━━━ Geselecteerde passage ━━━
In de verbeelding is in de bestemming Groen, gelegen in Het Park, eveneens een gebied aangeduid met een 'wro-zone-wijzingsgebied 1'. Op deze plek is de mogelijkheid gecreëerd om een basisschool, eventueel met kinderopvang te realiseren.
Tuin
Deze bestemming is met name gegeven aan de gronden, welke aan beide zijden van de hoofdgebouwen in deelgebied Het Land zijn gelegen. Op deze gronden mogen, behoudens erkers, geen gebouwen worden opgericht. De gronden met de bestemming “Tuin” zijn gekoppeld aan de bestemming 'Wonen - 1'.
Verkeer - 1
De bestemming 'Verkeer – 1' is gericht op de afwikkeling van met name het autoverkeer. De bestemming kent de gebruikelijke inhoud.
Verkeer - 2
De bestemming 'Verkeer – 2' is gericht op verkeer en verblijfsgebied. De bestemming kent verder de gebruikelijke inhoud.
Water
De bestemming 'Water' is gericht op het water in het plangebied en met name de ringvaart rondom deelgebied Het Land. Uiteraard heeft het ook een functie voor de waterhuishouding en waterberging.
━━━ Gegevensregels ━━━
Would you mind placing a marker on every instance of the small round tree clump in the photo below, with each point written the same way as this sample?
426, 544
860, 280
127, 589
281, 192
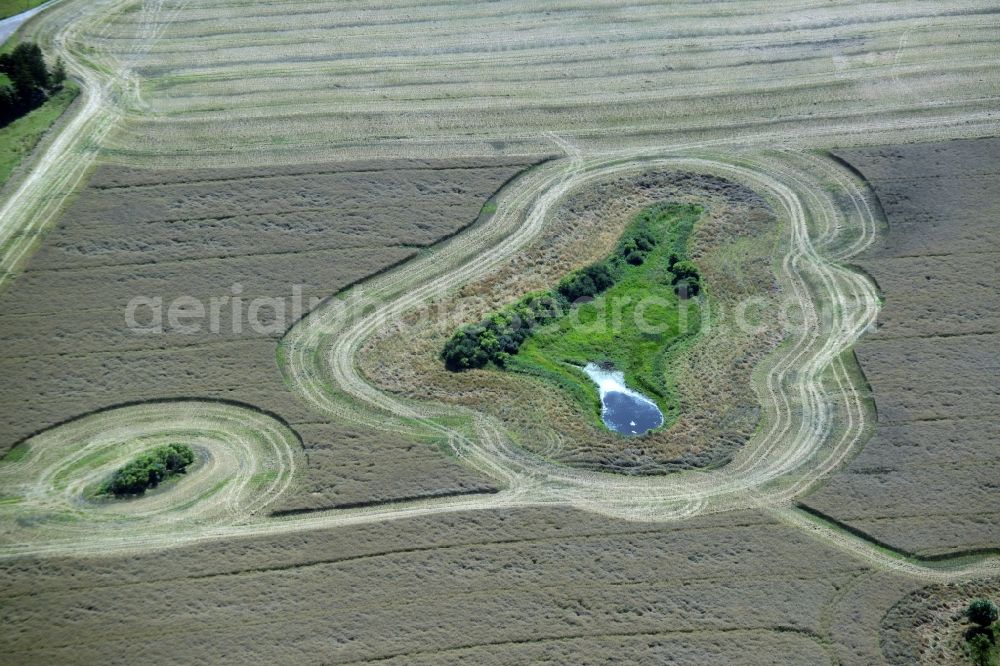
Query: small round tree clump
982, 612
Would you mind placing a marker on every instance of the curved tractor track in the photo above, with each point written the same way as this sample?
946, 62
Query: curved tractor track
813, 416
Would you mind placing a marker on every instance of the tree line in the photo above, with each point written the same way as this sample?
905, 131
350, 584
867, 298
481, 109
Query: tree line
26, 81
148, 470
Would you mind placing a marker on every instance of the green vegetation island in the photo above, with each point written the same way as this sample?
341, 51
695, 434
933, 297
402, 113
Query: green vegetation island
147, 470
625, 312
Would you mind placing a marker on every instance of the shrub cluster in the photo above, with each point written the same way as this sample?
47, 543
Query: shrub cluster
499, 336
26, 82
686, 279
148, 469
495, 338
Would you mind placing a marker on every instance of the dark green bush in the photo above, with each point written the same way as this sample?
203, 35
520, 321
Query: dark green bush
501, 334
982, 612
148, 469
28, 81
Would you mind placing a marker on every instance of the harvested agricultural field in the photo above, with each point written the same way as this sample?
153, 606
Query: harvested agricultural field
258, 225
927, 481
488, 587
296, 234
927, 626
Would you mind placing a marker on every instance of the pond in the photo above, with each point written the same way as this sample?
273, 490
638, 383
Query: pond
623, 410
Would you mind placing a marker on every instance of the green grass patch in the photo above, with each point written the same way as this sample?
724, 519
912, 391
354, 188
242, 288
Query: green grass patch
11, 7
262, 479
20, 137
16, 454
633, 325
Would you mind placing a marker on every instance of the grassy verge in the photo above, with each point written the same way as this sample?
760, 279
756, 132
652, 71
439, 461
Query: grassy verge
634, 325
11, 7
20, 137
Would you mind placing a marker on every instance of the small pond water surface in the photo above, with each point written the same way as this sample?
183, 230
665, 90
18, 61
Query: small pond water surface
623, 410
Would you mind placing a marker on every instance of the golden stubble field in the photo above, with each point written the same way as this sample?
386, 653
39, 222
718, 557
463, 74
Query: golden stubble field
741, 91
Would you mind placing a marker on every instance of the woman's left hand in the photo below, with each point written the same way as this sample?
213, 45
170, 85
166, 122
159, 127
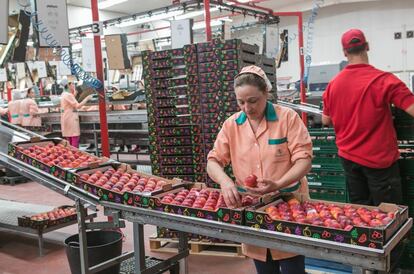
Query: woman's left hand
263, 186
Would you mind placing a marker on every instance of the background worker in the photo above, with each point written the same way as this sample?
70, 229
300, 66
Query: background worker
270, 142
69, 113
29, 110
357, 102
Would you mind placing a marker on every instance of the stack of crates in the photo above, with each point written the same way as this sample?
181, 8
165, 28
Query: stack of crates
218, 63
190, 94
171, 82
326, 178
404, 126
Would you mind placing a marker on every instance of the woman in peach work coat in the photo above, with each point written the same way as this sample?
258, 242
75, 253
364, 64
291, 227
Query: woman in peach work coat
69, 113
14, 108
269, 141
29, 110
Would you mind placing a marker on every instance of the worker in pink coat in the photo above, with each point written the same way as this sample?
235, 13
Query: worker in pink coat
14, 109
3, 111
29, 110
69, 113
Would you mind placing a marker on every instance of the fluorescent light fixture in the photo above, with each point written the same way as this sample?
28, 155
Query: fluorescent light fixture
194, 14
213, 23
109, 3
147, 18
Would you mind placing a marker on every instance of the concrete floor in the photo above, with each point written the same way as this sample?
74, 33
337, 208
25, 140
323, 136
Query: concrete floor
19, 253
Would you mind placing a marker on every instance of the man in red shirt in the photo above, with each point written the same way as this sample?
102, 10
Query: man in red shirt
357, 102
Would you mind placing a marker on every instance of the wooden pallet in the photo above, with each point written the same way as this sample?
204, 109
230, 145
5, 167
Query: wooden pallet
206, 248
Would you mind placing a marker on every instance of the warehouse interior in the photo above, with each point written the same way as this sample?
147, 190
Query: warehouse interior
206, 136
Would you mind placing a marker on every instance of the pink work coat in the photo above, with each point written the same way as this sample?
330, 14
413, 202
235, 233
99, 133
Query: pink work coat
29, 108
3, 111
69, 115
280, 140
14, 111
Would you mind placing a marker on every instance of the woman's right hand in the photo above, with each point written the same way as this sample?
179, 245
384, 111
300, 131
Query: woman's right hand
230, 194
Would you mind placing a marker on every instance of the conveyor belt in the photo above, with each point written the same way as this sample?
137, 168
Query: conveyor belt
10, 210
363, 257
127, 116
301, 107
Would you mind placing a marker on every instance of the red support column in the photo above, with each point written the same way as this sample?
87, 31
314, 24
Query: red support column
99, 73
41, 87
9, 98
302, 67
207, 19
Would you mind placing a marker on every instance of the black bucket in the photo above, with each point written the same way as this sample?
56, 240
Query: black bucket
102, 246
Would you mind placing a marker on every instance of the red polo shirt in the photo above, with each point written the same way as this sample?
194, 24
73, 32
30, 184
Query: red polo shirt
358, 101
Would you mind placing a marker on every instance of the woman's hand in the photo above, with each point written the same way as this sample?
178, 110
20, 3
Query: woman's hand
263, 186
230, 194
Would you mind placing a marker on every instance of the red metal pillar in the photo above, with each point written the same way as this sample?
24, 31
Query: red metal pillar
99, 73
41, 87
207, 19
9, 98
302, 67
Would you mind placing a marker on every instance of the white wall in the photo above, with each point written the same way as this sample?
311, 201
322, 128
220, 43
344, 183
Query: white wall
379, 20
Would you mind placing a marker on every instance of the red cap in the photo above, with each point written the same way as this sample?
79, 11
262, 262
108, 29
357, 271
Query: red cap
353, 38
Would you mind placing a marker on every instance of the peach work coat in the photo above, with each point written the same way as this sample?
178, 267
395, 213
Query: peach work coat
279, 141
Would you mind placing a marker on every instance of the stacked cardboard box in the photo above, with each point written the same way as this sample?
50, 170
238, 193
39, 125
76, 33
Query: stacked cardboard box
326, 179
190, 94
174, 119
404, 126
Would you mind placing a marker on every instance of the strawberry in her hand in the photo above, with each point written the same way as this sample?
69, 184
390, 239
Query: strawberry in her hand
251, 181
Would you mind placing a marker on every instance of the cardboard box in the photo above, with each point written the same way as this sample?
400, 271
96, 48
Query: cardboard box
178, 121
364, 236
128, 197
172, 111
116, 49
179, 131
16, 150
27, 221
226, 215
175, 141
189, 169
181, 150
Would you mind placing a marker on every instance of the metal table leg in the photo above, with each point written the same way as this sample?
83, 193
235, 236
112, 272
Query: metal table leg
139, 248
95, 136
358, 270
83, 244
40, 240
183, 246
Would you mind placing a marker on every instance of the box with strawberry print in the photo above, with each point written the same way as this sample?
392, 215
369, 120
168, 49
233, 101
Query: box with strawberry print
180, 150
175, 141
172, 111
197, 200
188, 169
54, 156
59, 215
177, 121
179, 131
339, 222
120, 183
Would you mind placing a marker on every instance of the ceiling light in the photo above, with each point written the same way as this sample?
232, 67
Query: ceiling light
213, 23
109, 3
147, 18
194, 14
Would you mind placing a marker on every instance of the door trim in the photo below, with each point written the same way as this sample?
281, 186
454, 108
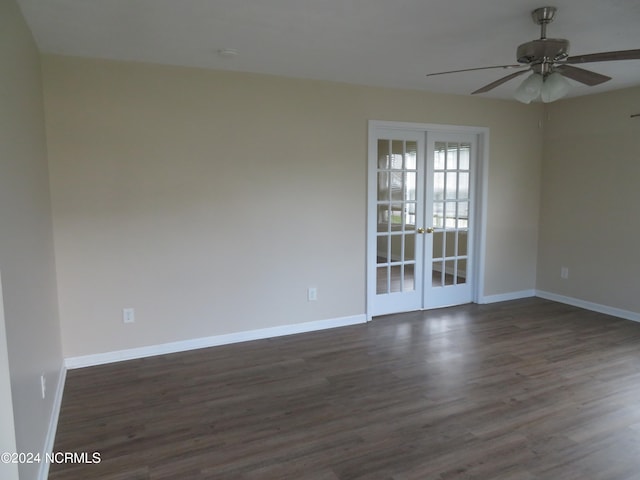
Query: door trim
480, 196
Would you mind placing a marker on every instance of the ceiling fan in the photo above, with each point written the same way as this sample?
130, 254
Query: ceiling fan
549, 60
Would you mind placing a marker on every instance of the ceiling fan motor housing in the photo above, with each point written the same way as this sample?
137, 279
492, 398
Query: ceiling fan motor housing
543, 50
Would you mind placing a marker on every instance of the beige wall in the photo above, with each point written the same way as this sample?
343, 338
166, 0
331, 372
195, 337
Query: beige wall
591, 195
26, 240
210, 201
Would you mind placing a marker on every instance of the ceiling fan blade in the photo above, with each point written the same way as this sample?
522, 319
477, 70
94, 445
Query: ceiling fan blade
474, 69
581, 75
498, 82
605, 56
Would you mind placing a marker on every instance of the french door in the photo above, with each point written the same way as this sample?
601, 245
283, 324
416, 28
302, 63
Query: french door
421, 205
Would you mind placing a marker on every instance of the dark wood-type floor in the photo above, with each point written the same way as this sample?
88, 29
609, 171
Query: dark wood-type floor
521, 390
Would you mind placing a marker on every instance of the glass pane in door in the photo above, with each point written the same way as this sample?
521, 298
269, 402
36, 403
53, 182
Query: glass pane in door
396, 205
450, 213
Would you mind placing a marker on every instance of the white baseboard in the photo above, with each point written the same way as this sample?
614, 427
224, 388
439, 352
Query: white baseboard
━━━
=== Opdrachten ===
(a) Vertaal deze zin uit de passage over de bestemmingen in het Engels: "De bestemming 'Verkeer – 1' is gericht op de afwikkeling van met name het autoverkeer."
(b) Herhaal woordelijk het stuk uit de passage over de bestemmingen dat begint met "In de verbeelding" en doorloopt tot en met "kent de gebruikelijke inhoud.".
De items staan los van de passage over de bestemmingen.

=== Uitgewerkte antwoorden ===
(a) The designation 'Verkeer – 1' is aimed at handling mainly car traffic.

(b)
In de verbeelding is in de bestemming Groen, gelegen in Het Park, eveneens een gebied aangeduid met een 'wro-zone-wijzingsgebied 1'. Op deze plek is de mogelijkheid gecreëerd om een basisschool, eventueel met kinderopvang te realiseren.
Tuin
Deze bestemming is met name gegeven aan de gronden, welke aan beide zijden van de hoofdgebouwen in deelgebied Het Land zijn gelegen. Op deze gronden mogen, behoudens erkers, geen gebouwen worden opgericht. De gronden met de bestemming “Tuin” zijn gekoppeld aan de bestemming 'Wonen - 1'.
Verkeer - 1
De bestemming 'Verkeer – 1' is gericht op de afwikkeling van met name het autoverkeer. De bestemming kent de gebruikelijke inhoud.